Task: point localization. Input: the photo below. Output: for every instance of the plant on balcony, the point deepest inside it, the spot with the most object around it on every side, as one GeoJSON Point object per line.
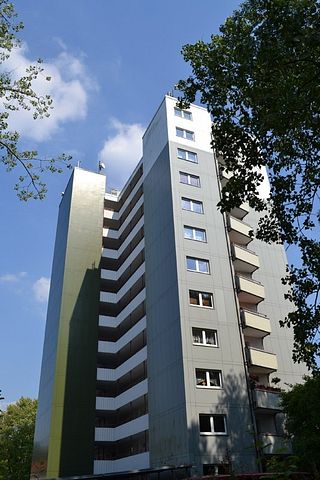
{"type": "Point", "coordinates": [265, 110]}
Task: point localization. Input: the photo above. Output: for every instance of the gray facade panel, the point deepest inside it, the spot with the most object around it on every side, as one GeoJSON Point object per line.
{"type": "Point", "coordinates": [166, 395]}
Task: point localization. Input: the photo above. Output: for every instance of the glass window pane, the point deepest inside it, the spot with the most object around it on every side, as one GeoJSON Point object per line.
{"type": "Point", "coordinates": [194, 297]}
{"type": "Point", "coordinates": [206, 299]}
{"type": "Point", "coordinates": [189, 135]}
{"type": "Point", "coordinates": [183, 177]}
{"type": "Point", "coordinates": [192, 157]}
{"type": "Point", "coordinates": [197, 335]}
{"type": "Point", "coordinates": [211, 337]}
{"type": "Point", "coordinates": [191, 263]}
{"type": "Point", "coordinates": [201, 378]}
{"type": "Point", "coordinates": [218, 424]}
{"type": "Point", "coordinates": [214, 378]}
{"type": "Point", "coordinates": [200, 235]}
{"type": "Point", "coordinates": [182, 153]}
{"type": "Point", "coordinates": [188, 233]}
{"type": "Point", "coordinates": [205, 426]}
{"type": "Point", "coordinates": [197, 207]}
{"type": "Point", "coordinates": [203, 266]}
{"type": "Point", "coordinates": [194, 180]}
{"type": "Point", "coordinates": [186, 204]}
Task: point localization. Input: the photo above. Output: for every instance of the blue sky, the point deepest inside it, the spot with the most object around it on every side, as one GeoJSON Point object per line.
{"type": "Point", "coordinates": [111, 62]}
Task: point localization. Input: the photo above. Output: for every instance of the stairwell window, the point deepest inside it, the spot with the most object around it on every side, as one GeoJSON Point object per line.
{"type": "Point", "coordinates": [187, 155]}
{"type": "Point", "coordinates": [212, 424]}
{"type": "Point", "coordinates": [208, 378]}
{"type": "Point", "coordinates": [189, 179]}
{"type": "Point", "coordinates": [205, 336]}
{"type": "Point", "coordinates": [199, 265]}
{"type": "Point", "coordinates": [183, 113]}
{"type": "Point", "coordinates": [192, 205]}
{"type": "Point", "coordinates": [201, 299]}
{"type": "Point", "coordinates": [193, 233]}
{"type": "Point", "coordinates": [183, 133]}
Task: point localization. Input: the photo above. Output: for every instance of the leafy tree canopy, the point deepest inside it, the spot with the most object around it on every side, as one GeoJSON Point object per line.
{"type": "Point", "coordinates": [18, 94]}
{"type": "Point", "coordinates": [16, 439]}
{"type": "Point", "coordinates": [259, 79]}
{"type": "Point", "coordinates": [301, 407]}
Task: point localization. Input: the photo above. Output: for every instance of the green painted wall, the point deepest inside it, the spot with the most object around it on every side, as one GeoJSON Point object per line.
{"type": "Point", "coordinates": [65, 423]}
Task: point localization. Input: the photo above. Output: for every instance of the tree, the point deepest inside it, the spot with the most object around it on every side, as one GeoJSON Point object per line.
{"type": "Point", "coordinates": [17, 94]}
{"type": "Point", "coordinates": [301, 407]}
{"type": "Point", "coordinates": [16, 439]}
{"type": "Point", "coordinates": [259, 78]}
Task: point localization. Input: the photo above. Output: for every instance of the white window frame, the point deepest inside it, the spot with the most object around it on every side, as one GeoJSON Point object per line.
{"type": "Point", "coordinates": [187, 155]}
{"type": "Point", "coordinates": [194, 231]}
{"type": "Point", "coordinates": [186, 114]}
{"type": "Point", "coordinates": [189, 176]}
{"type": "Point", "coordinates": [207, 380]}
{"type": "Point", "coordinates": [204, 333]}
{"type": "Point", "coordinates": [212, 432]}
{"type": "Point", "coordinates": [185, 134]}
{"type": "Point", "coordinates": [197, 265]}
{"type": "Point", "coordinates": [201, 299]}
{"type": "Point", "coordinates": [192, 202]}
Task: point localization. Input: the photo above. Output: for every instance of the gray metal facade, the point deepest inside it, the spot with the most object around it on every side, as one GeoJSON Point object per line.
{"type": "Point", "coordinates": [186, 329]}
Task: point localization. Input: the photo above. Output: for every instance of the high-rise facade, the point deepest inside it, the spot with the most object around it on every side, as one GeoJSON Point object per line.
{"type": "Point", "coordinates": [162, 333]}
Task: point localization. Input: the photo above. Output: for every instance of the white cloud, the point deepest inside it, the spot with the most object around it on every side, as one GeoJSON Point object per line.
{"type": "Point", "coordinates": [12, 277]}
{"type": "Point", "coordinates": [121, 152]}
{"type": "Point", "coordinates": [68, 87]}
{"type": "Point", "coordinates": [41, 289]}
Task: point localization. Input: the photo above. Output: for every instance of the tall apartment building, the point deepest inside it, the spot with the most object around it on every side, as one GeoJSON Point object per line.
{"type": "Point", "coordinates": [162, 332]}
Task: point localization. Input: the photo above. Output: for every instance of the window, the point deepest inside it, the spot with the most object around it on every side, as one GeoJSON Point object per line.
{"type": "Point", "coordinates": [198, 265]}
{"type": "Point", "coordinates": [216, 469]}
{"type": "Point", "coordinates": [204, 336]}
{"type": "Point", "coordinates": [187, 155]}
{"type": "Point", "coordinates": [189, 179]}
{"type": "Point", "coordinates": [212, 424]}
{"type": "Point", "coordinates": [182, 113]}
{"type": "Point", "coordinates": [202, 299]}
{"type": "Point", "coordinates": [208, 378]}
{"type": "Point", "coordinates": [183, 133]}
{"type": "Point", "coordinates": [192, 205]}
{"type": "Point", "coordinates": [193, 233]}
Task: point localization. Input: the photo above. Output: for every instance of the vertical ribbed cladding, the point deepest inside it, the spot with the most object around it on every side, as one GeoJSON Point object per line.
{"type": "Point", "coordinates": [121, 424]}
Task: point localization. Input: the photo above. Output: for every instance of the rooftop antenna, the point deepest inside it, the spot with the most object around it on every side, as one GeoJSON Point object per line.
{"type": "Point", "coordinates": [101, 166]}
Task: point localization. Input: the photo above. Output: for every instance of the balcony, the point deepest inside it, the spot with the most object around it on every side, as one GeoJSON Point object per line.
{"type": "Point", "coordinates": [244, 260]}
{"type": "Point", "coordinates": [241, 211]}
{"type": "Point", "coordinates": [273, 444]}
{"type": "Point", "coordinates": [249, 291]}
{"type": "Point", "coordinates": [254, 324]}
{"type": "Point", "coordinates": [266, 400]}
{"type": "Point", "coordinates": [224, 177]}
{"type": "Point", "coordinates": [239, 232]}
{"type": "Point", "coordinates": [261, 362]}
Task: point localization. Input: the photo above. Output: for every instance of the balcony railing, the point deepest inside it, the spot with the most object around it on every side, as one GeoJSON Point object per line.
{"type": "Point", "coordinates": [273, 444]}
{"type": "Point", "coordinates": [254, 324]}
{"type": "Point", "coordinates": [249, 290]}
{"type": "Point", "coordinates": [241, 211]}
{"type": "Point", "coordinates": [261, 361]}
{"type": "Point", "coordinates": [266, 400]}
{"type": "Point", "coordinates": [239, 231]}
{"type": "Point", "coordinates": [244, 260]}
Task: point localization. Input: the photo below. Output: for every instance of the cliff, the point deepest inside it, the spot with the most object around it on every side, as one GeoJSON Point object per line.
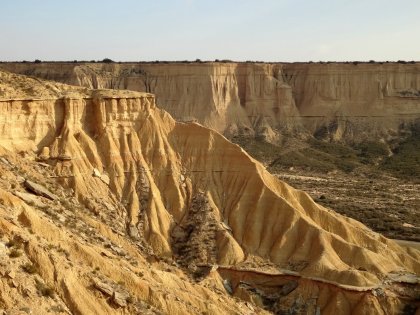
{"type": "Point", "coordinates": [336, 101]}
{"type": "Point", "coordinates": [173, 191]}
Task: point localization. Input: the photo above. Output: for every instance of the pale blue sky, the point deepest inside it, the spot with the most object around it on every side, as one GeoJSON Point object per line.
{"type": "Point", "coordinates": [268, 30]}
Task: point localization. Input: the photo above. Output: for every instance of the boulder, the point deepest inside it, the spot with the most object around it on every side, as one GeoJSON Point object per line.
{"type": "Point", "coordinates": [39, 190]}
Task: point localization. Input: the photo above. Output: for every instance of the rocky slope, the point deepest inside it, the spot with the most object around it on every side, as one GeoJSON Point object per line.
{"type": "Point", "coordinates": [337, 101]}
{"type": "Point", "coordinates": [135, 207]}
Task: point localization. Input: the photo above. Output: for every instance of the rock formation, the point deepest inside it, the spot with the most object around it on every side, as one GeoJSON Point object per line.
{"type": "Point", "coordinates": [155, 202]}
{"type": "Point", "coordinates": [336, 101]}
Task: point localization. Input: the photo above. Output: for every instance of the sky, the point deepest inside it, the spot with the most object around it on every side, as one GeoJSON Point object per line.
{"type": "Point", "coordinates": [258, 30]}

*Problem to solve:*
Copy exactly, word for word, the line with "rock formation, the" through the final line of the listing.

*Task solution:*
Task: point localization. Input: the photo above. Output: for every instance of the rock formation, the point deepest inside it, the spot with the most object around it on every side, as one GeoJSON Point object per line.
{"type": "Point", "coordinates": [155, 202]}
{"type": "Point", "coordinates": [336, 101]}
Task: point localization. Input: the photo above. Output: for every instance of the sky, the point deepest inside it, the spot with the most object around it on every side, as one GeoJSON Point object per line.
{"type": "Point", "coordinates": [258, 30]}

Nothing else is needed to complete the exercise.